[Collection entries]

** Begin **

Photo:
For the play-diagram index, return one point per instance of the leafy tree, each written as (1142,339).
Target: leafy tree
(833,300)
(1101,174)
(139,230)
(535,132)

** End **

[What is being asked]: Rescale the listing by repeating every line, requests included, with each point coordinate in the answers multiplied by 0.4 and rounded to the nearest whole number, halves rounded up. Leave the numbers in the requests unchanged.

[Correct result]:
Photo:
For the play-diagram index, return one point per instance of the leafy tree, each written as (1142,339).
Target: leafy tree
(333,120)
(440,70)
(56,92)
(214,53)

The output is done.